▸ Point-per-instance localization data:
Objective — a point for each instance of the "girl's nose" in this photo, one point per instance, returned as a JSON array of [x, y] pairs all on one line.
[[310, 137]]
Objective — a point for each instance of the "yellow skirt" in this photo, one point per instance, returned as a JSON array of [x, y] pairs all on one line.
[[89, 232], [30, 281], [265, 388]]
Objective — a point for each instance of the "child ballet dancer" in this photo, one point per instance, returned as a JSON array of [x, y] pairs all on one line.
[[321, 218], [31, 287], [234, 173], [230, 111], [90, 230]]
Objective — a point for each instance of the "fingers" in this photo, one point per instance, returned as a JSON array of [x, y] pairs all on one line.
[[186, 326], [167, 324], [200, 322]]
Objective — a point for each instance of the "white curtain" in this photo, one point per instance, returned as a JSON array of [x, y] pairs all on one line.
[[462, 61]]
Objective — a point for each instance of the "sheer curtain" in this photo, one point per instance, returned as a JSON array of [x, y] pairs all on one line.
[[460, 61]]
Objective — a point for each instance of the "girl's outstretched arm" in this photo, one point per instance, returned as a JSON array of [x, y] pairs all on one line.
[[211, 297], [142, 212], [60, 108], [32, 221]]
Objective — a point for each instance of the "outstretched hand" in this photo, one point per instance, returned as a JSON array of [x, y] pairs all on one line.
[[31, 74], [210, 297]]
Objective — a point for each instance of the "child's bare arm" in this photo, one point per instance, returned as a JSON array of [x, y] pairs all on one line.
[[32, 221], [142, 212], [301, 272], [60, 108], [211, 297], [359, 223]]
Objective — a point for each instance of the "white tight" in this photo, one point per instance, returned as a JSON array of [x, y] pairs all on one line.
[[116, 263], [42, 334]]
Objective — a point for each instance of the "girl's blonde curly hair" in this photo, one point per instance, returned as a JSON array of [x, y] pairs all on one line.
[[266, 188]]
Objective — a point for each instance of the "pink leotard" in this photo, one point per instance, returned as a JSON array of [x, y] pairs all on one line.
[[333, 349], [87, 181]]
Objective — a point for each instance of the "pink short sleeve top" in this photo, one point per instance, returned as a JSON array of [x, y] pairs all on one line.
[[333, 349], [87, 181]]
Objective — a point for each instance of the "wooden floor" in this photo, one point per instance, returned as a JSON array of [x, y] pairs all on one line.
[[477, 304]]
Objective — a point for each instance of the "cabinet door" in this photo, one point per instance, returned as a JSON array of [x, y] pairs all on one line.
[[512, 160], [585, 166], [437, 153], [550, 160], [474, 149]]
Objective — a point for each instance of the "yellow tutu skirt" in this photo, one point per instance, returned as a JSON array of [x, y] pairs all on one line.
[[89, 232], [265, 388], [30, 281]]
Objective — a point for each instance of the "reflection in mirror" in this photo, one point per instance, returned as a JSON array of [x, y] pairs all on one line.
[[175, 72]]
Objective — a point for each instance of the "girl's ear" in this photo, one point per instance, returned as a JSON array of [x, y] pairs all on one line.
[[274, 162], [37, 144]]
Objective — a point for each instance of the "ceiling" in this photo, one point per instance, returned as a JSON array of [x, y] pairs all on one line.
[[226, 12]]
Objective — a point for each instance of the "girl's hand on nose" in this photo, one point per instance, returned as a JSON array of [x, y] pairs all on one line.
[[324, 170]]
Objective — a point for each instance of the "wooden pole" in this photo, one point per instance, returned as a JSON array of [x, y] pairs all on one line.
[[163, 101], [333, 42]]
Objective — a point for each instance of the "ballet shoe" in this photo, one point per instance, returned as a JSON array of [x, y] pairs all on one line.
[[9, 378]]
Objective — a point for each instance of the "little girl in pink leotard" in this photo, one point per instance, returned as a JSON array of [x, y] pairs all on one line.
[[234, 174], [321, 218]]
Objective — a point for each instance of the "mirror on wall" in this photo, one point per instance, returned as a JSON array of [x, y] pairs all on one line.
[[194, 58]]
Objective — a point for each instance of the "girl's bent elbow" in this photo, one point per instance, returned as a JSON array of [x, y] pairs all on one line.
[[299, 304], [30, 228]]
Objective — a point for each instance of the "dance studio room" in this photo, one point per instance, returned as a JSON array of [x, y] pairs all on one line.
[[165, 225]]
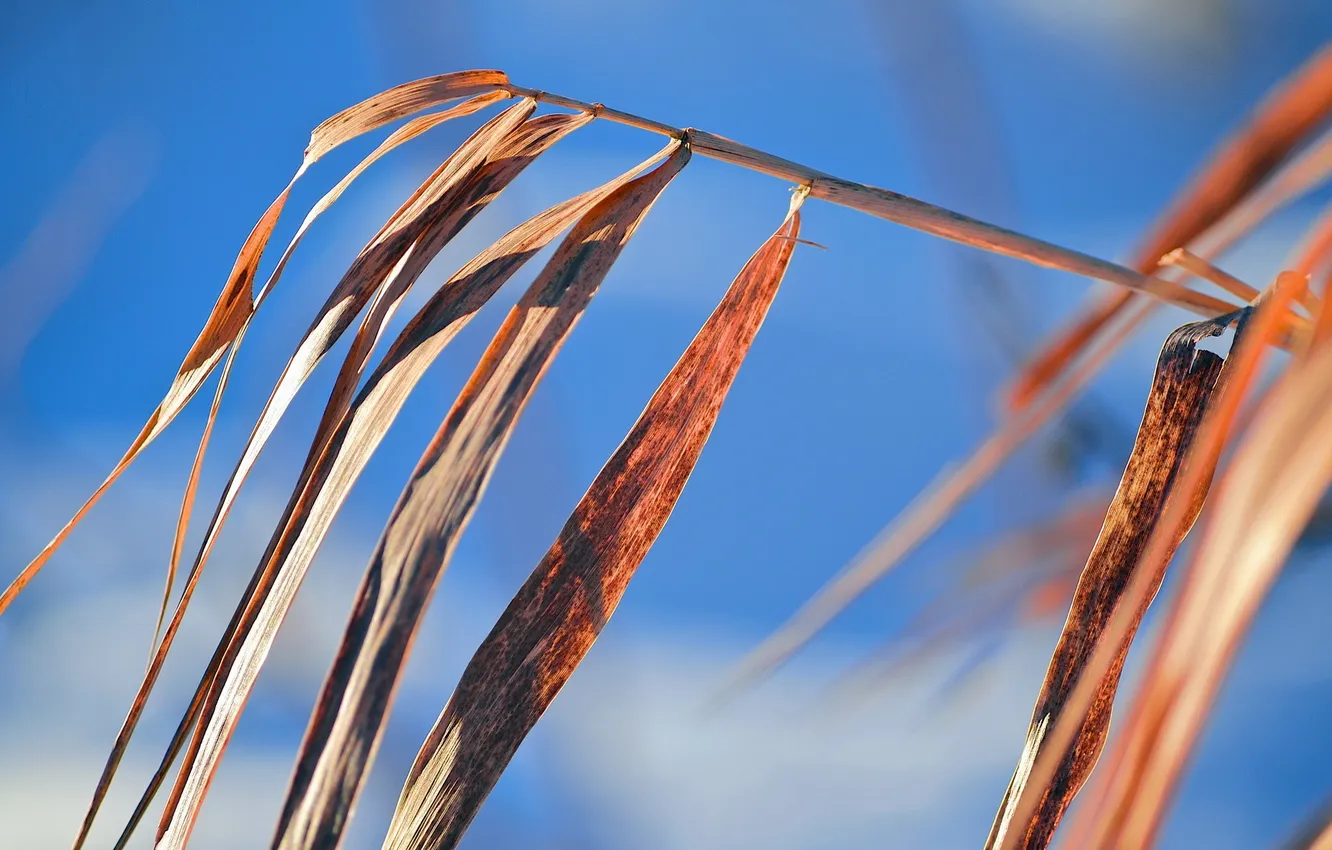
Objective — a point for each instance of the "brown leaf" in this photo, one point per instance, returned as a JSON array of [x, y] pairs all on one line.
[[221, 329], [568, 600], [235, 305], [382, 275], [442, 492], [1190, 488], [404, 133], [1186, 377], [1274, 129], [397, 103], [1266, 497], [925, 514]]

▸ WHAT IS REQUIRED: Transcribe every line from the records above without alteration, and leave out the images.

▸ SOLUTION:
Objective — a point for each instance of the "girl's nose" in this photo, one point per instance, returned as a JSON array of [x, y] pairs all on one line.
[[310, 137]]
Objective — a point for each instance of the "yellow skirt" in this photo, one point per instance, returned as a JSON array of [x, y] pairs all on one line.
[[89, 232], [30, 281], [265, 388]]
Objective — a point for each instance of the "child ballet dancer" in this photo, one point per instance, returned as a JSON array of [x, y] pairs all on one line.
[[321, 218], [31, 287], [234, 173], [230, 111], [90, 230]]
Objective — a point for each instance of the "fingers" in this photo, one point per instance, returned as a JSON array of [x, y] pairs all on one line.
[[186, 326], [167, 324], [200, 322]]
Objective — a point for each instance of the "white curtain" in this photo, one point per instance, returned as a JSON array of [x, y] pairs all on one line.
[[462, 61]]
Objective — a point for each instance of the "sheer curtain" in this photo, one point per instance, returned as a JSON array of [x, y] pairs all on one line.
[[460, 61]]
Objective — a point for each instance of the "girl's outstretched arm" in this photo, one point per instance, returned as a JSON array of [x, y] pairs all on one line.
[[211, 297], [142, 212], [60, 108], [32, 221]]
Objective — a point for each instance of the "outstretched hand" in this photo, one point per instance, returned as a JSON array of [x, y] pairs all on one line.
[[31, 74], [210, 297]]
Objective — a point for each instance of the "child's bare arm" in this photo, one point per instance, returned as a JSON array of [x, y] pairs all on one line.
[[32, 221], [142, 212], [301, 272], [60, 108], [211, 297], [359, 223]]
Objective — a point for each instance of the "white tight" in this photo, one point per instance, returned as a JSON array of [x, y] pairs all on one line.
[[116, 263], [42, 334]]
Objective — a point for each instance of the "girl's blonde curly hair" in this photo, one point per instance, returned as a JSON array of [x, y] pairs all on one line.
[[266, 188]]
Objective — a point for each instance of the "pink leotard" in this photo, one point per instance, returned as a JSON array of [x, y] pairs all on one line.
[[333, 349], [87, 181]]
Objective — a point for each instance of the "pink short sleeve top" in this photo, one point per instance, returned as a JSON array of [x, y] pairs all on one line.
[[333, 349], [87, 181]]
Objective — a point for each instance of the "wooden floor" in this photo, one point per instance, returned as a JSON array of [x, y] pairs all on one line.
[[477, 304]]
Objective — a point for each instance of the "cabinet door" in this photo, one point per instance, returned as a JSON array of [x, y] pairs all on one line.
[[512, 160], [585, 166], [437, 153], [550, 160], [474, 149]]
Objective — a point for each instance of the "yellow tutu skirt" in this photo, one point per instance, returned as a JSON array of [x, y] pairs all on one line.
[[89, 232], [265, 388], [30, 281]]
Objective — a point for each instance of the "reflection in mirror" in this photo, one point per instance, returned as a JSON array of [x, y] pairs all on one line.
[[175, 72]]
Objective — a point for each instance of the "girl's ear" in this photo, one point per instance, returned as a JSON array of [x, y] pairs all on one line.
[[274, 162], [37, 144]]
Objective — a point for each instance of the "ceiling" in this photo, one point per instance, returned as a JSON array of [x, y] pairs all on one line.
[[226, 12]]
Objective — a point for each instance of the "girl's hand on nose" in this photo, one point per instance, returned as a JSON array of [x, y] pairs all on one line.
[[324, 170]]
Objective — a point for each instance of the "wooden pole" in this photo, one point per instance, returned as a JSON array of [x, y] pairs all on one line.
[[163, 101], [333, 42]]
Objective — a point for each instance of the "ballet shoe" in this photo, one point per instance, returned as a JSON array of [x, y] pairs all on one line.
[[9, 378]]
Objective — a point for each instance of the "little girl in pink leotard" in this photo, one point per instance, returned as a JSON array of [x, y] pairs all on one line.
[[234, 174], [321, 218]]
Objective — a point for each instance of the "mirror on wall" in this photo, one point per instance, returned as a JSON array of [x, y] pairs all on one line.
[[194, 58]]
Objective — a point for each instance of the "girl's bent elbow" in this photo, one point per instance, returned as a JSON array of [x, y] pairs all on one line.
[[299, 304], [30, 228]]
Objective — a point for each instance of the "dance studio room" in this photo, one point per instance, returned as a JSON array of [x, y] pairs all on one line.
[[165, 225]]
Objective — a point for each instance of the "brown leaf" in this photo, one point per instance, returned as a JSON array of [x, y] pairs all on one line.
[[221, 329], [568, 600], [235, 305], [382, 275], [442, 492], [1190, 488], [404, 133], [1186, 377], [1274, 129], [397, 103], [1266, 497], [925, 514]]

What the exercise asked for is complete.